**DESCRIPTION OF THE TASK**.
Reproduce without alteration the lines running from the start of the records through the line containing "88 L 117 88", including both ends.

(Labeled contour records)
>> Begin
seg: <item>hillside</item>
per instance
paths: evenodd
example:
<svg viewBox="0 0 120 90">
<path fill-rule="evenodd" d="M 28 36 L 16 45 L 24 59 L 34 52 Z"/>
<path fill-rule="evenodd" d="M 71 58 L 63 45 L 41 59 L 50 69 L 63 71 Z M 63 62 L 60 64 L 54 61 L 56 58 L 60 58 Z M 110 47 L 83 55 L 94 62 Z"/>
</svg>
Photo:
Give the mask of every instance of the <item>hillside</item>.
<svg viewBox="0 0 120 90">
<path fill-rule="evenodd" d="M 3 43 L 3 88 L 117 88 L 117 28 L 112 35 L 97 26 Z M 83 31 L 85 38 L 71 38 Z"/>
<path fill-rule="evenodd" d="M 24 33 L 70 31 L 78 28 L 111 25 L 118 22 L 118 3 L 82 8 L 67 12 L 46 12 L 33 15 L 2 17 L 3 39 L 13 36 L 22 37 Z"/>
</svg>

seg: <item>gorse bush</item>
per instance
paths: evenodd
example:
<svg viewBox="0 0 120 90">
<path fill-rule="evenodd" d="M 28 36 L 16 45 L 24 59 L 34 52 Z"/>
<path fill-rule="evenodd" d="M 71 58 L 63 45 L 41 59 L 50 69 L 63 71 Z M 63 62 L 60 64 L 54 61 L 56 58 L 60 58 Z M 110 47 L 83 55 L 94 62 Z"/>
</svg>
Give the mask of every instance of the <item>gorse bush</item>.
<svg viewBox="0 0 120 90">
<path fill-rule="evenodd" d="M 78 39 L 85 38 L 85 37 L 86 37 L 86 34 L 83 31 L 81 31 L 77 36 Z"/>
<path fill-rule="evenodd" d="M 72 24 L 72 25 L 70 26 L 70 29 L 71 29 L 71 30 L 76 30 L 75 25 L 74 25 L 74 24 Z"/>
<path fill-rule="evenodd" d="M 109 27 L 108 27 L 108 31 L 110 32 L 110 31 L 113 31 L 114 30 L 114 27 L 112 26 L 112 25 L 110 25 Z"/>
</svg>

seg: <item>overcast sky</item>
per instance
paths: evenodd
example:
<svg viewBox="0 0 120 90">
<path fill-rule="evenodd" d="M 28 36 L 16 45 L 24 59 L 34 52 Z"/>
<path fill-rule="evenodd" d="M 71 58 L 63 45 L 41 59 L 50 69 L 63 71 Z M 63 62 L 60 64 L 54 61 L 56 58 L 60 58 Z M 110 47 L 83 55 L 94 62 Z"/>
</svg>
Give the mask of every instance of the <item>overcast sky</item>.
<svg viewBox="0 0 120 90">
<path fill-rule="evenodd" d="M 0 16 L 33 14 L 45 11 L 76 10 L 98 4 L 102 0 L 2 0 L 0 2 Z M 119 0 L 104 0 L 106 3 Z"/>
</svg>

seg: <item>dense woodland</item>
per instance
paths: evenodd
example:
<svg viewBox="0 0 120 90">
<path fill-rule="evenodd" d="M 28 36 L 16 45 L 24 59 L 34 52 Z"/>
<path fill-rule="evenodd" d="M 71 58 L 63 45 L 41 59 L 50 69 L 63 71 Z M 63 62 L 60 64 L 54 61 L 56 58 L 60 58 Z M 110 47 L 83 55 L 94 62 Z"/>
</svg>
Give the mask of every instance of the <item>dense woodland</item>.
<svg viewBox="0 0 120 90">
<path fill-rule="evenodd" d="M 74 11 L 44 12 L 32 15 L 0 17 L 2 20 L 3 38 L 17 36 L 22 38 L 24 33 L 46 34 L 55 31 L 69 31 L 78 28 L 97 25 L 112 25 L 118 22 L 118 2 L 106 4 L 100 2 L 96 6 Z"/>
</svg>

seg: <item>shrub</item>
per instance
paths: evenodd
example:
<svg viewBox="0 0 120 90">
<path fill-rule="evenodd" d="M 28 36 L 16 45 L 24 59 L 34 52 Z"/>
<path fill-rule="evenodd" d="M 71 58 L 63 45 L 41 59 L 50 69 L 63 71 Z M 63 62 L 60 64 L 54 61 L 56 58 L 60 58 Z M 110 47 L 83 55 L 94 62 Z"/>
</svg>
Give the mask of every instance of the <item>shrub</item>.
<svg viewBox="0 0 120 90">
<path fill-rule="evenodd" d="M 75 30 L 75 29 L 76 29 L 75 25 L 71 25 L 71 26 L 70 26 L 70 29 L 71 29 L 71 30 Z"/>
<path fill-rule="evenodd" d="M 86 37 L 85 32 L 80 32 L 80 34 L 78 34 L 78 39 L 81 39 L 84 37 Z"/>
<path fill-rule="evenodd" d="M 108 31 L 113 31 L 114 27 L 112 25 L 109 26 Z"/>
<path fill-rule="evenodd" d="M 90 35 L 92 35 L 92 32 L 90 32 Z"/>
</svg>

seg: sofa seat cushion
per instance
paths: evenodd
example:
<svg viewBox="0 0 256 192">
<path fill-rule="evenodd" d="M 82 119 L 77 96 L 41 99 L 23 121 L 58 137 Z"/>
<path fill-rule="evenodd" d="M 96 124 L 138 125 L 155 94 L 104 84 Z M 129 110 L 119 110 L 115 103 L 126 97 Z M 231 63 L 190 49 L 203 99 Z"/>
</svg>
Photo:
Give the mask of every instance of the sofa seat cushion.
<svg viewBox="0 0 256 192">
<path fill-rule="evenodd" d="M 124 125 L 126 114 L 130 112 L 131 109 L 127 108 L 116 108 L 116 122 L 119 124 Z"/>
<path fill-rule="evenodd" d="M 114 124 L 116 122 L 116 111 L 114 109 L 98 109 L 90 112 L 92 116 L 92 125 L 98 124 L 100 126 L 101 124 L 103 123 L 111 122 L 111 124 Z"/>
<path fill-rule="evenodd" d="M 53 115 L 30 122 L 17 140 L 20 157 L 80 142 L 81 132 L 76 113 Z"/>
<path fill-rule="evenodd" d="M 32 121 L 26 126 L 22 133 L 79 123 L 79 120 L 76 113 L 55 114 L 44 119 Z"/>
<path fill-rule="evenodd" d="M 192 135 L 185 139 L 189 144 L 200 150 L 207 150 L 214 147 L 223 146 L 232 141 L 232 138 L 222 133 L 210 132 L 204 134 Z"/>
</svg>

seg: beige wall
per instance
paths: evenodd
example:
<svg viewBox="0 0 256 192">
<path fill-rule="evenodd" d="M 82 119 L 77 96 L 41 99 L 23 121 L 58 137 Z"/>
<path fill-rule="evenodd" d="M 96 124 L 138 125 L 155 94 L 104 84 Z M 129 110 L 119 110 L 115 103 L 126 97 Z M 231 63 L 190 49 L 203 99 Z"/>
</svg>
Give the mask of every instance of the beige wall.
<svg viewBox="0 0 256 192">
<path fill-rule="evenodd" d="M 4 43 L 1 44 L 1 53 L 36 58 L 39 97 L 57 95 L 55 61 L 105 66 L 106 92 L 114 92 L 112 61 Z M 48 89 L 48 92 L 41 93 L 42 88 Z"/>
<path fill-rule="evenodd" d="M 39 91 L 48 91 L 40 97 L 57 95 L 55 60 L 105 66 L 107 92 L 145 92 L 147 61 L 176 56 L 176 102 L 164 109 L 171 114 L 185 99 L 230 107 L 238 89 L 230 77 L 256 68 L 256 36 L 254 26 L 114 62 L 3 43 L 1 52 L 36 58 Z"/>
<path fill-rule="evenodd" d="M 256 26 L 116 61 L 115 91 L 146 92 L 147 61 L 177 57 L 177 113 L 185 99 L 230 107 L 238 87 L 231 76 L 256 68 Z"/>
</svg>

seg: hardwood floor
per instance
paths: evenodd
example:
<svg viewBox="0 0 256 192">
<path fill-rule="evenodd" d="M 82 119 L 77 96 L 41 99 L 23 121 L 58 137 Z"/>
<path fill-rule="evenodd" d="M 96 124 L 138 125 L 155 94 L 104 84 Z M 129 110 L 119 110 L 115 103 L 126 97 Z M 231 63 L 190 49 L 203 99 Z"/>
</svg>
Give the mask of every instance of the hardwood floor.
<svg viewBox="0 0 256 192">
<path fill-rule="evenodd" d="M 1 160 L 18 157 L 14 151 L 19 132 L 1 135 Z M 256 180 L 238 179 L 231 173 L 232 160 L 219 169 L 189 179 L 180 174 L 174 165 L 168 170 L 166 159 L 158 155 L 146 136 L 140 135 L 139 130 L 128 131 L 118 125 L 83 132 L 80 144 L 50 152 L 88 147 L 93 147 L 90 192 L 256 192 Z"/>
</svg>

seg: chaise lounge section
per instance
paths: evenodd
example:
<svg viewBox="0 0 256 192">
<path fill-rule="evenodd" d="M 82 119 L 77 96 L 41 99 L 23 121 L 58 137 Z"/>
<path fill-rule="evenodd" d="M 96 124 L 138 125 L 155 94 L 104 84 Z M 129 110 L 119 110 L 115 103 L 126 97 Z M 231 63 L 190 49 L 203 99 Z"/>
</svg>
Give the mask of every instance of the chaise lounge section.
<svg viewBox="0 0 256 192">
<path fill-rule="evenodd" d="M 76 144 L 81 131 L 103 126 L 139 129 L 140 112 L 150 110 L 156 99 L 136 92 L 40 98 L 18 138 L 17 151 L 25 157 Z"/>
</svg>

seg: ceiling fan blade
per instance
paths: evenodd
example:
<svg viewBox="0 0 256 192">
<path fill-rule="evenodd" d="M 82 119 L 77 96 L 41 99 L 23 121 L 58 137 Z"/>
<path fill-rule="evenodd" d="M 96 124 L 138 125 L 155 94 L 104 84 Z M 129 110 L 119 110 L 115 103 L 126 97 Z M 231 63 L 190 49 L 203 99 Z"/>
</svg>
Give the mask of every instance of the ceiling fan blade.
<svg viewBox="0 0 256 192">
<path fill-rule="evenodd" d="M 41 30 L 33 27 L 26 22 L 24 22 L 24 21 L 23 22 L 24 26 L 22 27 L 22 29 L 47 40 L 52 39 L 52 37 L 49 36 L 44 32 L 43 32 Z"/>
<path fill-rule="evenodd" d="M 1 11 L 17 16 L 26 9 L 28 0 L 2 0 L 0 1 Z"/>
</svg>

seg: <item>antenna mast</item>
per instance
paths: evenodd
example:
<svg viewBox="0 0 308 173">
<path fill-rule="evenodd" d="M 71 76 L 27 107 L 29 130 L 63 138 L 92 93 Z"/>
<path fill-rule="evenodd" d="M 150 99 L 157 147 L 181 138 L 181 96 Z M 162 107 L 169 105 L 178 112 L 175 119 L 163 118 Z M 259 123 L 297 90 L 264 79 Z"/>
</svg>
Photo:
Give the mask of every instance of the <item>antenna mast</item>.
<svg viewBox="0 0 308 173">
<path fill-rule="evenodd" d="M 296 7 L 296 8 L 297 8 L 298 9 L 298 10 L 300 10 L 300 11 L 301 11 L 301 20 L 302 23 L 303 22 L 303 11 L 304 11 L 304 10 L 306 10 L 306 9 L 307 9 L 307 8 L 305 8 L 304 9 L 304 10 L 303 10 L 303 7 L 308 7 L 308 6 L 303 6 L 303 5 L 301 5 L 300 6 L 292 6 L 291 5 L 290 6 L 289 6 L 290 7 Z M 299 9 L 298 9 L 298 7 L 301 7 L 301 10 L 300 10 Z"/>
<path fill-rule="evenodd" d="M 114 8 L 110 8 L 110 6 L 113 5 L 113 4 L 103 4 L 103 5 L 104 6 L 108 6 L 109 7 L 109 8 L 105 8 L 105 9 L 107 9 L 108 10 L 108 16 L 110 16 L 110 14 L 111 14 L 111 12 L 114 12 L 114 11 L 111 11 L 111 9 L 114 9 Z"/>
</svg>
>> End
**RESULT BELOW**.
seg: <item>hillside</item>
per instance
paths: evenodd
example:
<svg viewBox="0 0 120 90">
<path fill-rule="evenodd" d="M 28 36 L 16 45 L 24 59 L 34 52 Z"/>
<path fill-rule="evenodd" d="M 71 58 L 63 45 L 41 59 L 50 69 L 63 71 Z M 63 62 L 60 64 L 54 61 L 56 58 L 60 58 Z M 110 47 L 83 55 L 94 62 Z"/>
</svg>
Photo:
Give the mask of every instance of the <item>hillside</item>.
<svg viewBox="0 0 120 90">
<path fill-rule="evenodd" d="M 3 43 L 3 88 L 117 88 L 117 28 L 112 35 L 97 26 Z M 83 31 L 85 38 L 71 38 Z"/>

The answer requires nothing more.